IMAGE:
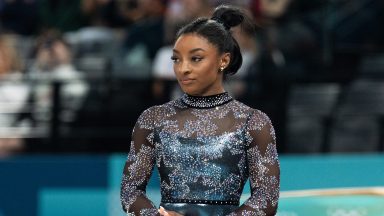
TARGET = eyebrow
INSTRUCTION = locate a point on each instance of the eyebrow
(191, 51)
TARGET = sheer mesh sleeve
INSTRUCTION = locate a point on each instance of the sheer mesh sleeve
(264, 169)
(138, 168)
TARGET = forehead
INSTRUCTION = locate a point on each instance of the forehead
(187, 42)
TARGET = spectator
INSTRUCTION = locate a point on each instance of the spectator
(144, 38)
(13, 97)
(53, 64)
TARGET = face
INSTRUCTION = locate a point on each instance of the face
(197, 65)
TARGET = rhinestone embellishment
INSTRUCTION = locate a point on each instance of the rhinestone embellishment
(203, 102)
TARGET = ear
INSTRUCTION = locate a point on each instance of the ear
(225, 59)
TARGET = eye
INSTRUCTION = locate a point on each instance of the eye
(196, 59)
(175, 59)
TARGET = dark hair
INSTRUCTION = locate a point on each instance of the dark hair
(217, 31)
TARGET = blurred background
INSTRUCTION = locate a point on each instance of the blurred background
(76, 74)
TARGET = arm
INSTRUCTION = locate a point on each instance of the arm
(138, 169)
(264, 170)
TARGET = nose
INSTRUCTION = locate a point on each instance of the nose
(185, 67)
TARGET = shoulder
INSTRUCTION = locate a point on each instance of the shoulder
(256, 119)
(158, 112)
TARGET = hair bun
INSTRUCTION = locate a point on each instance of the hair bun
(228, 16)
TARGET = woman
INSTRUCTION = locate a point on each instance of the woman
(205, 144)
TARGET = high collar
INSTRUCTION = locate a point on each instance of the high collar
(204, 102)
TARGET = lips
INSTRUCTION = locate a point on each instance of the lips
(186, 81)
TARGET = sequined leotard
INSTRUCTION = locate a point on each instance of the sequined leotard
(205, 149)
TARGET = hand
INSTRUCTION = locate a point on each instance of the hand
(164, 212)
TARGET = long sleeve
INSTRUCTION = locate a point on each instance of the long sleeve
(138, 168)
(264, 169)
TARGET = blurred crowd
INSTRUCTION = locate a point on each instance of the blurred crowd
(75, 74)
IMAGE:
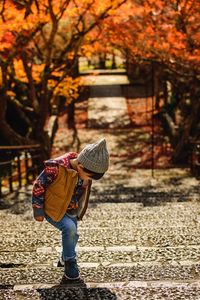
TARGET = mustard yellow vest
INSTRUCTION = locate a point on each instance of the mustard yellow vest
(59, 193)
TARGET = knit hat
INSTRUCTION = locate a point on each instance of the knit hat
(95, 157)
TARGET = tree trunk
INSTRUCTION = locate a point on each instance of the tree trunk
(10, 136)
(181, 152)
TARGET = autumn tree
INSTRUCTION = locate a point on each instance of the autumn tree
(165, 35)
(39, 48)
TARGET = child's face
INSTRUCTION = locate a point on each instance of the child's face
(82, 174)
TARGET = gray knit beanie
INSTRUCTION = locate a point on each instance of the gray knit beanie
(95, 157)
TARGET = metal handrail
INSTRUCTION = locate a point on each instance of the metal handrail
(19, 166)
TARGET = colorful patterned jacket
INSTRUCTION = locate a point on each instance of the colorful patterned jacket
(55, 189)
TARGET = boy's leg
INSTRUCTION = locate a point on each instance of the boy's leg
(68, 226)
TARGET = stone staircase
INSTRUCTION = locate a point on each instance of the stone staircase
(139, 239)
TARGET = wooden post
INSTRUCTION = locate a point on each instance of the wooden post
(19, 171)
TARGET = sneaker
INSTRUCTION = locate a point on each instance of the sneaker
(71, 269)
(60, 263)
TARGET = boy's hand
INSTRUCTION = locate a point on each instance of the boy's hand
(39, 218)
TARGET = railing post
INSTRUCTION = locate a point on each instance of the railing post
(10, 177)
(0, 186)
(26, 166)
(19, 171)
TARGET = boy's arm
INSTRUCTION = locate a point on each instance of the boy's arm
(40, 185)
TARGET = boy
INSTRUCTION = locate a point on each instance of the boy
(61, 193)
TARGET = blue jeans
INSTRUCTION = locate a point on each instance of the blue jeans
(68, 227)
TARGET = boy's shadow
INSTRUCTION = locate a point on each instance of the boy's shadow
(75, 291)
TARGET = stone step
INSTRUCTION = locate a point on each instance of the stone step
(146, 237)
(122, 290)
(116, 221)
(100, 273)
(99, 254)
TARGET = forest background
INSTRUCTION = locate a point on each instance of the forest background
(41, 42)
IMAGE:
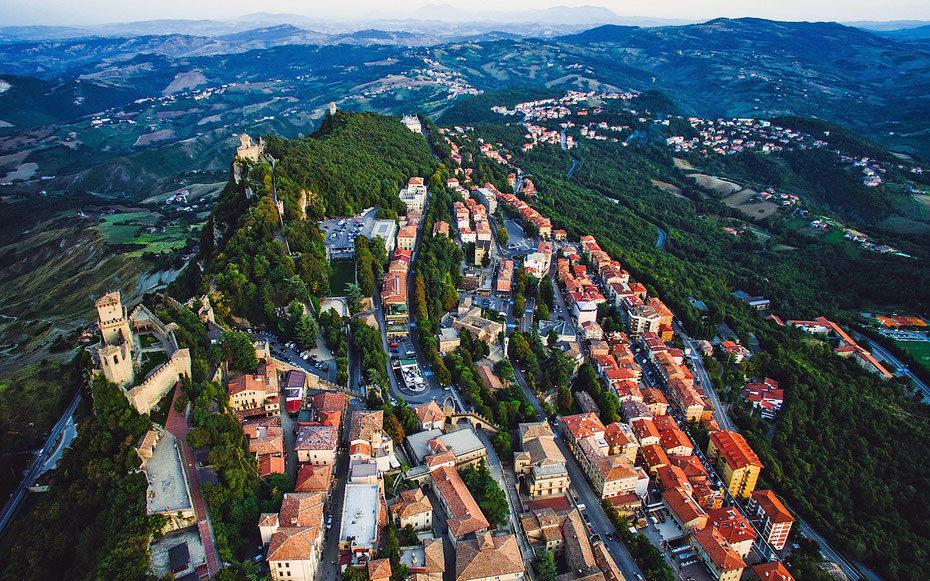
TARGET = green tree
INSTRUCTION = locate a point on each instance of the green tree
(504, 370)
(502, 235)
(238, 350)
(546, 292)
(306, 330)
(354, 298)
(544, 565)
(199, 437)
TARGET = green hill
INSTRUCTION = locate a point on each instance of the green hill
(354, 161)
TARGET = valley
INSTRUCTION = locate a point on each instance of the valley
(519, 181)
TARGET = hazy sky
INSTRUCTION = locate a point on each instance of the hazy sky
(20, 12)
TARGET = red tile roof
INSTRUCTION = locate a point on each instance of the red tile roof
(722, 554)
(774, 571)
(774, 509)
(734, 449)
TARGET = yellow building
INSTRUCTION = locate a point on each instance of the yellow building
(740, 464)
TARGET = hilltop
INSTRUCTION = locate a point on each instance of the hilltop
(354, 161)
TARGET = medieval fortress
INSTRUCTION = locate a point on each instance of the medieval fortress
(121, 352)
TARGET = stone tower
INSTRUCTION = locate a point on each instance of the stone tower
(116, 362)
(113, 320)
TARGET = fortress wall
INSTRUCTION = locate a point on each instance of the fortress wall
(148, 393)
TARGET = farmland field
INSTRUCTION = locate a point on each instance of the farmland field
(920, 350)
(722, 187)
(740, 201)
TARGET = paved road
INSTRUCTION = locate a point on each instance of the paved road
(724, 421)
(700, 373)
(887, 356)
(497, 472)
(177, 425)
(38, 465)
(329, 570)
(585, 495)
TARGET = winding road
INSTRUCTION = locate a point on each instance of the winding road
(662, 238)
(725, 423)
(886, 355)
(38, 465)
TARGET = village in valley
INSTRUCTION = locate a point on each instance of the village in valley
(455, 495)
(547, 417)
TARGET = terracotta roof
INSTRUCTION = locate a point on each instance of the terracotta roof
(487, 556)
(531, 430)
(365, 424)
(720, 552)
(316, 438)
(774, 571)
(619, 435)
(410, 503)
(774, 509)
(730, 524)
(271, 442)
(329, 401)
(691, 466)
(645, 428)
(429, 412)
(312, 478)
(293, 544)
(673, 477)
(247, 382)
(465, 514)
(583, 425)
(734, 449)
(270, 464)
(654, 456)
(684, 507)
(301, 521)
(433, 556)
(615, 468)
(360, 448)
(672, 439)
(379, 569)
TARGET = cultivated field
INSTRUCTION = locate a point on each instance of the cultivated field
(740, 201)
(670, 188)
(722, 187)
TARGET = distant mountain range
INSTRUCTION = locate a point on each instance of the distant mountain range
(279, 77)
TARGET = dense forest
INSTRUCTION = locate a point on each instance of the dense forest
(354, 161)
(848, 453)
(92, 523)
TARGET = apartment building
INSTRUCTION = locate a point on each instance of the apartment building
(741, 466)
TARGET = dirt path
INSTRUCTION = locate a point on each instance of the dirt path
(177, 425)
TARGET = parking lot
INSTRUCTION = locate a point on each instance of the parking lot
(319, 361)
(497, 304)
(401, 348)
(517, 240)
(341, 233)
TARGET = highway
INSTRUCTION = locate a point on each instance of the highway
(725, 423)
(886, 355)
(720, 416)
(38, 465)
(585, 495)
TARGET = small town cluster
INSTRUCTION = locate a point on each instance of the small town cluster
(464, 511)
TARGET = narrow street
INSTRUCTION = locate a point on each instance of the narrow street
(497, 472)
(177, 425)
(582, 491)
(725, 423)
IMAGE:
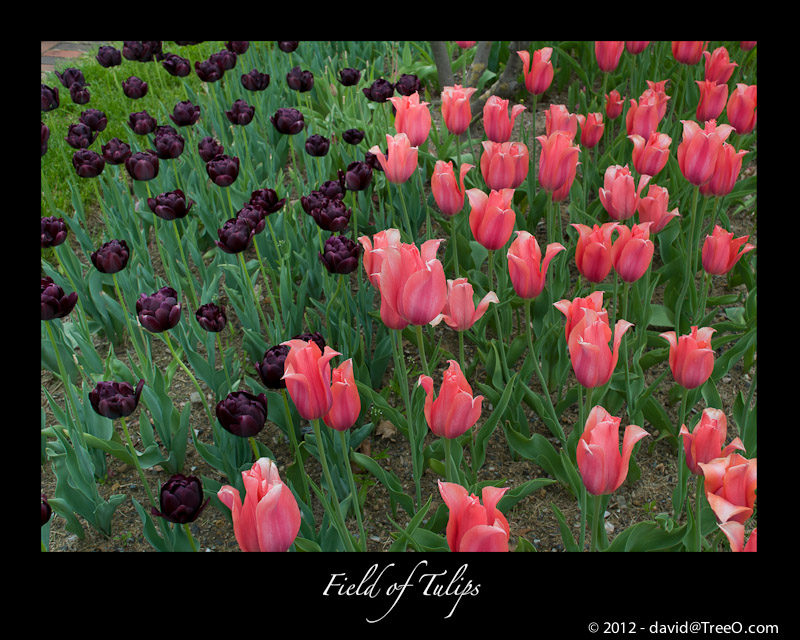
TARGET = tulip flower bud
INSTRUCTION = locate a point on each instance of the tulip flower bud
(112, 257)
(160, 311)
(181, 499)
(115, 399)
(55, 303)
(242, 413)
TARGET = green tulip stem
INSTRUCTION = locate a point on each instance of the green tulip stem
(333, 505)
(353, 494)
(138, 466)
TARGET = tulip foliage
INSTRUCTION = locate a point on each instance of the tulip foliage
(322, 238)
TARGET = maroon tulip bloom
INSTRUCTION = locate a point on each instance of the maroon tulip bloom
(181, 499)
(211, 317)
(55, 303)
(241, 113)
(223, 170)
(115, 399)
(54, 231)
(288, 121)
(160, 311)
(50, 99)
(112, 257)
(235, 235)
(115, 151)
(88, 164)
(142, 165)
(340, 255)
(255, 80)
(170, 205)
(134, 88)
(242, 413)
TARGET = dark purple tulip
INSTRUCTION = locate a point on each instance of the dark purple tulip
(70, 76)
(54, 231)
(223, 170)
(181, 499)
(358, 176)
(80, 136)
(288, 121)
(317, 145)
(208, 71)
(94, 119)
(115, 399)
(159, 312)
(142, 165)
(353, 136)
(134, 88)
(235, 235)
(176, 65)
(241, 113)
(209, 148)
(267, 199)
(170, 205)
(255, 80)
(242, 413)
(287, 46)
(379, 91)
(87, 163)
(211, 317)
(349, 77)
(115, 151)
(407, 84)
(112, 257)
(168, 143)
(185, 113)
(108, 57)
(340, 255)
(142, 123)
(237, 46)
(298, 80)
(55, 303)
(79, 93)
(270, 369)
(50, 99)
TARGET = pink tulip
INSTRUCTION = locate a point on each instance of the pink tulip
(473, 526)
(496, 122)
(698, 150)
(632, 251)
(691, 357)
(447, 191)
(706, 441)
(504, 165)
(721, 251)
(603, 468)
(593, 361)
(653, 208)
(456, 110)
(741, 110)
(412, 118)
(346, 405)
(269, 518)
(593, 251)
(730, 484)
(538, 71)
(412, 284)
(491, 218)
(460, 312)
(307, 372)
(619, 193)
(402, 160)
(526, 268)
(454, 410)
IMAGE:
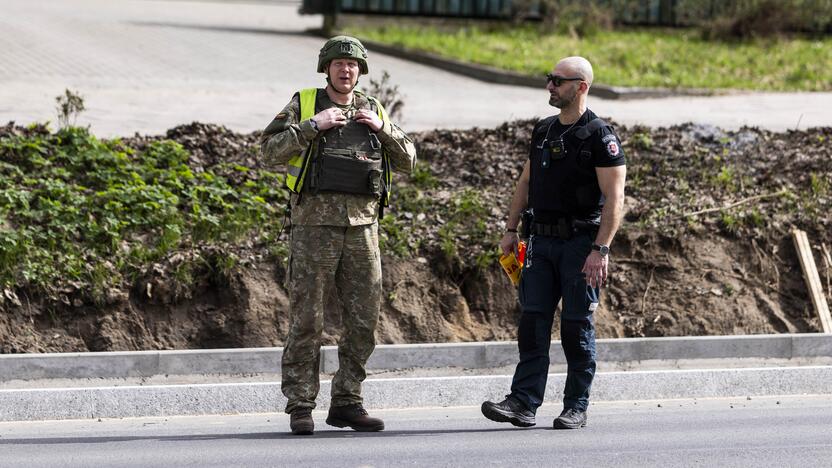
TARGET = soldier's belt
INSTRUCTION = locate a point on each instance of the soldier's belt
(564, 228)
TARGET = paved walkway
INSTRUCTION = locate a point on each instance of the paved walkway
(145, 66)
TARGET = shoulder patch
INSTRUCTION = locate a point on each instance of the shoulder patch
(612, 147)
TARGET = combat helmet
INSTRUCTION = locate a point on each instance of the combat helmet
(343, 47)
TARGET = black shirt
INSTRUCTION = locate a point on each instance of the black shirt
(563, 181)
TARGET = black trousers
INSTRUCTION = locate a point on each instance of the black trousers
(552, 272)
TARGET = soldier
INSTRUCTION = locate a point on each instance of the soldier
(574, 183)
(340, 150)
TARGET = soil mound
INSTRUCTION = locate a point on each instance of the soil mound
(705, 249)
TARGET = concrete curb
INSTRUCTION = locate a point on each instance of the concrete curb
(145, 401)
(633, 351)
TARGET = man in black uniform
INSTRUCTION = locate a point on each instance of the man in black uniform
(573, 182)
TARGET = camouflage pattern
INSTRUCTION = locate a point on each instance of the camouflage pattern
(323, 257)
(286, 137)
(334, 243)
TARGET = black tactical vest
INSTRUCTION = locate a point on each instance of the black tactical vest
(347, 159)
(563, 182)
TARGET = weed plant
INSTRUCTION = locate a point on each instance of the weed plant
(88, 214)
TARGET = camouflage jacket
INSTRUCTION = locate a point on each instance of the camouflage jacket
(286, 137)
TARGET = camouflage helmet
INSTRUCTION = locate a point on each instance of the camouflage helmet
(343, 47)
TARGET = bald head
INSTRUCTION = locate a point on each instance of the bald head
(575, 66)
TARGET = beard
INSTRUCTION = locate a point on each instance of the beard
(564, 99)
(342, 88)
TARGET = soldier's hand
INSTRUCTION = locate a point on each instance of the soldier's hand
(595, 269)
(328, 118)
(370, 119)
(508, 244)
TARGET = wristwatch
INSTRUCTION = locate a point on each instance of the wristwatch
(604, 250)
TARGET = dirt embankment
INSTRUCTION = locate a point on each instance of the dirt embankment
(705, 250)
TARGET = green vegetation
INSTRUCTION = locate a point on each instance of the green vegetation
(631, 57)
(92, 214)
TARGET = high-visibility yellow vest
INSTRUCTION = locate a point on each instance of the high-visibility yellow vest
(298, 165)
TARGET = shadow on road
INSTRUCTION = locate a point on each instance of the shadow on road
(230, 29)
(327, 434)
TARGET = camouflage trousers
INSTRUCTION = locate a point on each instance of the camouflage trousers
(322, 257)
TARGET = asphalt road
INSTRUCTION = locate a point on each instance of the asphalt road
(148, 65)
(772, 431)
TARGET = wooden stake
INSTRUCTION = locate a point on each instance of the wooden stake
(810, 274)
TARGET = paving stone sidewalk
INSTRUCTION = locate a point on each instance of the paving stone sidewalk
(145, 66)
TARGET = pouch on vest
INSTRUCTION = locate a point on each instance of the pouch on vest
(348, 172)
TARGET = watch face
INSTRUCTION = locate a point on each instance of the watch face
(604, 250)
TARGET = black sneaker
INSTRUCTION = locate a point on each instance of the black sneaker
(570, 418)
(509, 410)
(301, 423)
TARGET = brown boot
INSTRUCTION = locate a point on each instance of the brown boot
(354, 416)
(301, 423)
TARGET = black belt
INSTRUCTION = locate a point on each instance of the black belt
(564, 228)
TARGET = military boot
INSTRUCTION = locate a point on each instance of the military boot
(509, 410)
(301, 423)
(570, 418)
(354, 416)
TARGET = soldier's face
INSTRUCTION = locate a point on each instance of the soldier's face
(343, 74)
(563, 95)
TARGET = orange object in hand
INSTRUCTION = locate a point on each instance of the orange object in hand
(512, 267)
(521, 252)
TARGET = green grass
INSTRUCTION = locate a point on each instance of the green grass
(633, 57)
(82, 213)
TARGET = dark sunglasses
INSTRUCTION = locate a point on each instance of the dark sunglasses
(559, 80)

** Aim of the task **
An exact, complete copy of the lines above from the one with "TARGET = paved road" through the one with "TARGET = terracotta roof" is the whole answer.

** Result for this task **
TARGET = paved road
INSTRUCTION = locate a point on each instance of the paved road
(724, 421)
(700, 373)
(887, 356)
(497, 472)
(177, 425)
(38, 465)
(329, 570)
(585, 495)
TARGET = winding road
INSTRUCTION = locate a point on each instance of the winding road
(662, 238)
(725, 423)
(886, 355)
(38, 465)
TARGET = village in valley
INSTRUCTION = locate a point on each instance of the village in valley
(455, 495)
(547, 417)
TARGET = terracotta roof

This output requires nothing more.